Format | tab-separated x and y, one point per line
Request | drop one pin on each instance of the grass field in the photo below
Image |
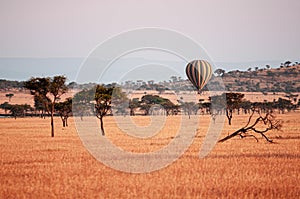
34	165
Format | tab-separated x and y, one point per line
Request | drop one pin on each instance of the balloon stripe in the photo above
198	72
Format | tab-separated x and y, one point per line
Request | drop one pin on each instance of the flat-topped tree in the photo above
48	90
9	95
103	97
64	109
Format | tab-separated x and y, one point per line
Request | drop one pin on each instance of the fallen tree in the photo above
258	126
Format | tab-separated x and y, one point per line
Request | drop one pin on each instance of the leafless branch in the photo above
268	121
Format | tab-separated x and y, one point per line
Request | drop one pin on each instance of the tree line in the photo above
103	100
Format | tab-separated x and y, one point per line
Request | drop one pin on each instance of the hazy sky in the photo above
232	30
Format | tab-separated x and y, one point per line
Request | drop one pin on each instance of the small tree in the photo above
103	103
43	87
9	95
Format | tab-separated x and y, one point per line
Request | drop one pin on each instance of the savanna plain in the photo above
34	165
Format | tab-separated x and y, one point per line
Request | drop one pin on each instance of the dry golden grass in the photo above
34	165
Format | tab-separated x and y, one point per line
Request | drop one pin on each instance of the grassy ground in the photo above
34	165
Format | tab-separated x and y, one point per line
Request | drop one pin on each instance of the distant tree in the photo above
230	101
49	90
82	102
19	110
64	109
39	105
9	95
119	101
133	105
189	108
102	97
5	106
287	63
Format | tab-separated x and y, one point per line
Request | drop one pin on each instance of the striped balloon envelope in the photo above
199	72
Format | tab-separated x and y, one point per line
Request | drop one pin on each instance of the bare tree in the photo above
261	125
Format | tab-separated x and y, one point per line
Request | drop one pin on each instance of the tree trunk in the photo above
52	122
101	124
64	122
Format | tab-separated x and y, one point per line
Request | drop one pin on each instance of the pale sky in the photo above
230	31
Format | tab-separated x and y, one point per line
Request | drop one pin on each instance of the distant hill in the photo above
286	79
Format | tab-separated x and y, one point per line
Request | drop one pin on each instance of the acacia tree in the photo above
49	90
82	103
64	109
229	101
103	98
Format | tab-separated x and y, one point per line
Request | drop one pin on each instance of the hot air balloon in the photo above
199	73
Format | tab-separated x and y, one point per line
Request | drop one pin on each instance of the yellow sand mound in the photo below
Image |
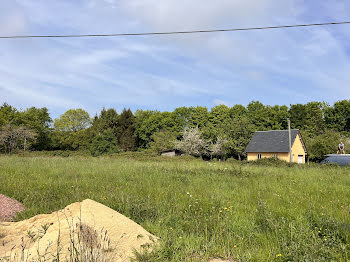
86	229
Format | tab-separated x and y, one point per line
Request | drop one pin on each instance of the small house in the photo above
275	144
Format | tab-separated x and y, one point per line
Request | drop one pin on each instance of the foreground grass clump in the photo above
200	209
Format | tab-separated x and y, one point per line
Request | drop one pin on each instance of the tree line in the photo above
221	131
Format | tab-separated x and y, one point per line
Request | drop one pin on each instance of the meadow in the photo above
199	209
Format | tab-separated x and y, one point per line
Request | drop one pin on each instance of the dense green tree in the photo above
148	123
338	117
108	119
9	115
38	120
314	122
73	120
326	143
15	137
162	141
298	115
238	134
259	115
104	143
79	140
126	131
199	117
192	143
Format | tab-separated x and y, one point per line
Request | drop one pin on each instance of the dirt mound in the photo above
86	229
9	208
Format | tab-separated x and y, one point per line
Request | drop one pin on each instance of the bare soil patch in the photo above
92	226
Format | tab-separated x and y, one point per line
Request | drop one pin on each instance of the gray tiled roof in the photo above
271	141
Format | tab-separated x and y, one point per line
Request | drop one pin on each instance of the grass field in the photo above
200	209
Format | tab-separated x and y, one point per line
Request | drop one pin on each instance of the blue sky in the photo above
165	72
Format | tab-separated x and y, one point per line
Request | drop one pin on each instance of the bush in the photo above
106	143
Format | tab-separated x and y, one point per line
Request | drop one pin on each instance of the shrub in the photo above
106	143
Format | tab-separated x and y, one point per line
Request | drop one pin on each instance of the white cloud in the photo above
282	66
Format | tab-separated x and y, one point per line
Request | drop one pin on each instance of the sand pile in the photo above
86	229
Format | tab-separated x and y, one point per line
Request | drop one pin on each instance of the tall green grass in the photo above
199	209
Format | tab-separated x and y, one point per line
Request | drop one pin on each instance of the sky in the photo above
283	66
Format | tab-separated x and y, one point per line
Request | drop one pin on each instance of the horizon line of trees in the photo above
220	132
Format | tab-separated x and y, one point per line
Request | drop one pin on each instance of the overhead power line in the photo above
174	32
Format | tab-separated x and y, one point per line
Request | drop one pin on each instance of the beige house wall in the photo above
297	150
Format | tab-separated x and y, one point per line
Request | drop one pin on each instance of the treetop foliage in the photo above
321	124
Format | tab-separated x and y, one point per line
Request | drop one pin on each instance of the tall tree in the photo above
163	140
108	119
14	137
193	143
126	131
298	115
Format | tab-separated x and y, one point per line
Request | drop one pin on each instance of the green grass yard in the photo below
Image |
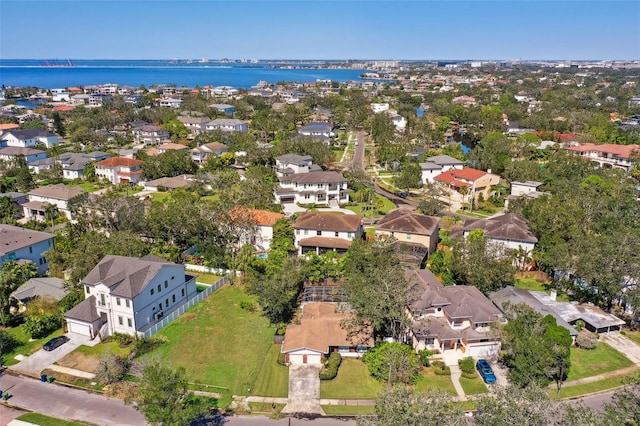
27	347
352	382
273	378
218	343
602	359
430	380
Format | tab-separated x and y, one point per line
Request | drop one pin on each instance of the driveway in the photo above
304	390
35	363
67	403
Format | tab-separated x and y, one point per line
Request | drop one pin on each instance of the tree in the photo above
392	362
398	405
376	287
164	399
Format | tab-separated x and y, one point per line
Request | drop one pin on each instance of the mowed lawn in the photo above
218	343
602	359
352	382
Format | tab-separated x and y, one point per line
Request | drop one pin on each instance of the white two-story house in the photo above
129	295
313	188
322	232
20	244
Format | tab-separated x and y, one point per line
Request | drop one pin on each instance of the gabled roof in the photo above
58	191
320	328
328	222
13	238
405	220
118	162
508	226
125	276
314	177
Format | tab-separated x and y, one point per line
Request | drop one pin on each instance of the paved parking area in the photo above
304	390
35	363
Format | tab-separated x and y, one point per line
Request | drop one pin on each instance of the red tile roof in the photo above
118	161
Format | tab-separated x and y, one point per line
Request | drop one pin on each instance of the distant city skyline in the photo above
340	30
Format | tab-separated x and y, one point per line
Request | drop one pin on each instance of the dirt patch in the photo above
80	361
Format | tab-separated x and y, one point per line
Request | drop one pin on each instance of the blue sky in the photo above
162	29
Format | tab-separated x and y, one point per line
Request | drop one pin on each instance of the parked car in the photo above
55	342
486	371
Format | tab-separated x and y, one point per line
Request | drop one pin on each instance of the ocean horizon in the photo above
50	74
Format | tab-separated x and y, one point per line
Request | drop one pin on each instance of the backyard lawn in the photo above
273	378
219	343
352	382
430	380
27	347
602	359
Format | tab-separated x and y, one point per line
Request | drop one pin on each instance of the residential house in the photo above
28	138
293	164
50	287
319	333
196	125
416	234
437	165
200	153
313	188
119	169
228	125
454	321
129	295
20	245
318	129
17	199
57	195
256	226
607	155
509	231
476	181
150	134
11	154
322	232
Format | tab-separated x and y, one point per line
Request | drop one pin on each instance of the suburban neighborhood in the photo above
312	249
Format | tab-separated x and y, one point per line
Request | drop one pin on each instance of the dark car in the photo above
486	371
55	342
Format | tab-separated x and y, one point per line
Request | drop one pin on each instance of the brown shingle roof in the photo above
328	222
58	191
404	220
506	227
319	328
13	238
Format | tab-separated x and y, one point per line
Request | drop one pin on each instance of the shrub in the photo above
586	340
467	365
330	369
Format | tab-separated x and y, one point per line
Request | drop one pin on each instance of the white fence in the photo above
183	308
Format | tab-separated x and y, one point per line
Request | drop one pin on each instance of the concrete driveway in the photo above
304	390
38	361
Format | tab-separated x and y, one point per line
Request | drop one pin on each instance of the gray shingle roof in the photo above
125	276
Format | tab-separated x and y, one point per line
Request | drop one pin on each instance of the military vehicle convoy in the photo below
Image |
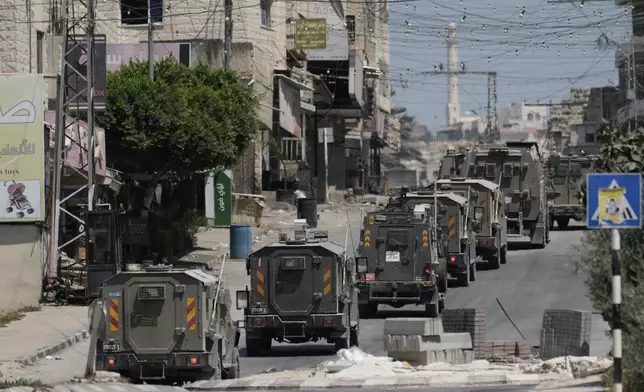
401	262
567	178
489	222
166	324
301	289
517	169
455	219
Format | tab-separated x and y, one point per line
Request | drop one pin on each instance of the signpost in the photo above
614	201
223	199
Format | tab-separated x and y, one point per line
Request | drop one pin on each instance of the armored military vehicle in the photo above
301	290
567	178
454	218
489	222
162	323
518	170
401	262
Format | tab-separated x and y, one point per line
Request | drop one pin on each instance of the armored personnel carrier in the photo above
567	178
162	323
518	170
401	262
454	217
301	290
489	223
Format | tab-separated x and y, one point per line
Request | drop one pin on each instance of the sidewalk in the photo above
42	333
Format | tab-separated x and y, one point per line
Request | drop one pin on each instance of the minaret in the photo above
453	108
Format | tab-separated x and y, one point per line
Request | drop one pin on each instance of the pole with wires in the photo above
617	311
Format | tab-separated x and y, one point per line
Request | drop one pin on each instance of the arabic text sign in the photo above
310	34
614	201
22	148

---

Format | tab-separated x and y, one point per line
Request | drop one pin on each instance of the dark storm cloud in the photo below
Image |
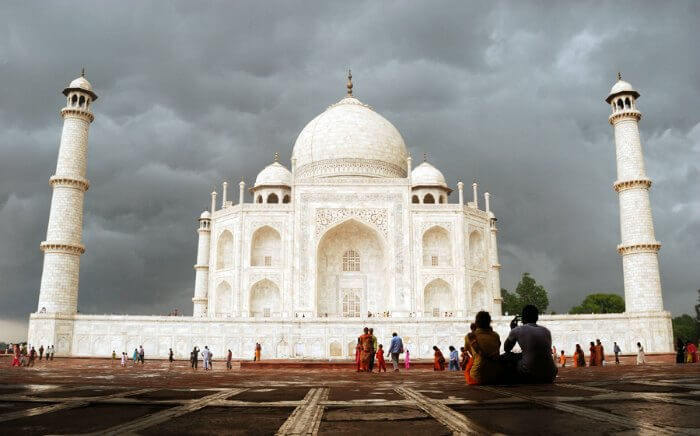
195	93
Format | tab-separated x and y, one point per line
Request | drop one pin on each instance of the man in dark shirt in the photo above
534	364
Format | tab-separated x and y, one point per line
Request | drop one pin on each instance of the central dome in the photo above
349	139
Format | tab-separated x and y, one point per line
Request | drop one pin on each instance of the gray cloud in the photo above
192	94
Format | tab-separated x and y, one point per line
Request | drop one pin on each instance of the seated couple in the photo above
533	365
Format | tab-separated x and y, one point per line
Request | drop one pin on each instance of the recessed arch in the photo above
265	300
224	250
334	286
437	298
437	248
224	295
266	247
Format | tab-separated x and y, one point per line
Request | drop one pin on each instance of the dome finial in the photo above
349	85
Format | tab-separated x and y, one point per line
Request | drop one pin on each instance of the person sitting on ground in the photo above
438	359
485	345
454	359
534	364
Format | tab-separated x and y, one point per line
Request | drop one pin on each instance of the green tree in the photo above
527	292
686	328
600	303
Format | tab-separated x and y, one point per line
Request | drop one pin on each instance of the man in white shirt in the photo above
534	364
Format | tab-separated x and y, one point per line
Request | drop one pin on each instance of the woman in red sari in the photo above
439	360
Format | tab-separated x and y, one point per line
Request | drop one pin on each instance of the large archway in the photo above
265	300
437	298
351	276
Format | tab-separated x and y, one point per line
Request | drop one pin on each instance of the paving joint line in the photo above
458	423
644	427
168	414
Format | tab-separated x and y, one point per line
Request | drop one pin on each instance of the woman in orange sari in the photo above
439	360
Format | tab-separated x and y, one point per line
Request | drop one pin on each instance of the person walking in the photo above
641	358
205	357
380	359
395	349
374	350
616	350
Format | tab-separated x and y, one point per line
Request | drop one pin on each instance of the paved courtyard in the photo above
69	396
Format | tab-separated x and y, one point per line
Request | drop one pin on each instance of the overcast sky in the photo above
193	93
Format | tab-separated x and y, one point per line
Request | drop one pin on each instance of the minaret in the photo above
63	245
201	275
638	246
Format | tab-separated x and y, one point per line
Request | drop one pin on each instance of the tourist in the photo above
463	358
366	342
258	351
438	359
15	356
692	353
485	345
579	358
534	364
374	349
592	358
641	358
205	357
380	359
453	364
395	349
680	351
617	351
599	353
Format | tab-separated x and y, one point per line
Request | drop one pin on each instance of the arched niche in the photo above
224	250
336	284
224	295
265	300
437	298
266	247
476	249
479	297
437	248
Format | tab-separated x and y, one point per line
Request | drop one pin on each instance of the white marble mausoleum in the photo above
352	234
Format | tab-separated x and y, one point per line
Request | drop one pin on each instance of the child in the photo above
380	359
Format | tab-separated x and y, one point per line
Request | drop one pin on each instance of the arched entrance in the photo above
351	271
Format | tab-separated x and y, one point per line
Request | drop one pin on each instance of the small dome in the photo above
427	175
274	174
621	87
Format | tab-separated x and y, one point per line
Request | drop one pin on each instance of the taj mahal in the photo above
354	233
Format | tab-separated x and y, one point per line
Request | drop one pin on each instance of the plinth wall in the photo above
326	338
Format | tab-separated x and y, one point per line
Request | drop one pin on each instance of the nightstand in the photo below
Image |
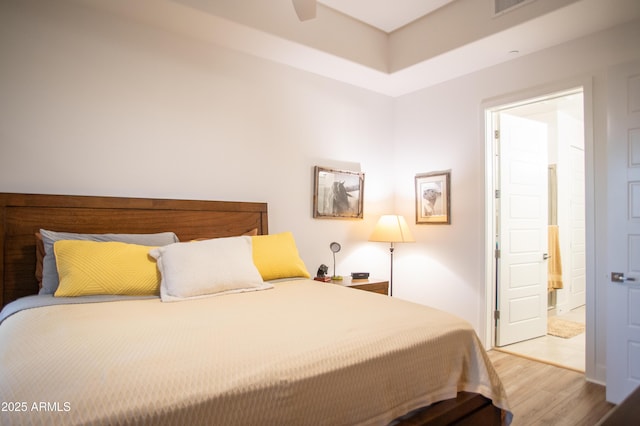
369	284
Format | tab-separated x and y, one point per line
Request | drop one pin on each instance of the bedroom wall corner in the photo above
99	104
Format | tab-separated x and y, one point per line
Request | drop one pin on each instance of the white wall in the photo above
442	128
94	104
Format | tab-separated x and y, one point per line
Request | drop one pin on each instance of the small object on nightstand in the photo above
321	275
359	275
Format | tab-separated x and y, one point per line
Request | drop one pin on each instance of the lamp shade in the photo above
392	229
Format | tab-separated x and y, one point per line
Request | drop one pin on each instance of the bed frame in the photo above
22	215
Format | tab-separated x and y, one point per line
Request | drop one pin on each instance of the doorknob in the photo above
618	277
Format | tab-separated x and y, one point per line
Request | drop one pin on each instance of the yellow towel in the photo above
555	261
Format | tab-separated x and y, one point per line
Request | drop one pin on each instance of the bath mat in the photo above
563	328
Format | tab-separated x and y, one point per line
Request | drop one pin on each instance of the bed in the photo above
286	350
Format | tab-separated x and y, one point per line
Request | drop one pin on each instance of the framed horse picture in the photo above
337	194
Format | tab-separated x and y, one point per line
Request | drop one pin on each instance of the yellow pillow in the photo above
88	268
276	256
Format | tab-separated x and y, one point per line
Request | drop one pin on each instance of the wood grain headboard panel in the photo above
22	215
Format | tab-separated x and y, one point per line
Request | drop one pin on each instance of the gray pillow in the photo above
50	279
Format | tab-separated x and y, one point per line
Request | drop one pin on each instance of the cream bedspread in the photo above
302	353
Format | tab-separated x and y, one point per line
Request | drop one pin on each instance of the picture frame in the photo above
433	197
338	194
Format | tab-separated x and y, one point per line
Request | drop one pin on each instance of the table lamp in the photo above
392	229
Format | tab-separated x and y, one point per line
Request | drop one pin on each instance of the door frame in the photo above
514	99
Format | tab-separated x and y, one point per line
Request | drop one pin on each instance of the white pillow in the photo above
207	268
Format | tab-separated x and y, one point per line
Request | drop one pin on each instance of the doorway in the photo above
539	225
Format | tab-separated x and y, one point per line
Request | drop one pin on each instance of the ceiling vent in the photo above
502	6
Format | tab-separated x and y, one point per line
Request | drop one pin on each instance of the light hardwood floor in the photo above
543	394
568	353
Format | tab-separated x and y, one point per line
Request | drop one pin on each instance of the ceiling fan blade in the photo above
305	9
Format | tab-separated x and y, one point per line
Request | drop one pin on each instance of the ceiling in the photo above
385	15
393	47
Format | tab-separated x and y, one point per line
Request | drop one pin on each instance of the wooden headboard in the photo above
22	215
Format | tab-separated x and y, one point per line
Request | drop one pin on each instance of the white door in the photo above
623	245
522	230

→ **DIRECTION**:
From the records, pick out every line that contains the word "shingle", copying each one in full, and treat matches as case-sensitive.

→ **EXERCISE OUTPUT**:
Request | drop one pin on each instance of the brown shingle roof in the photo above
Request | drop one pin on each instance of the gray shingle roof in the photo above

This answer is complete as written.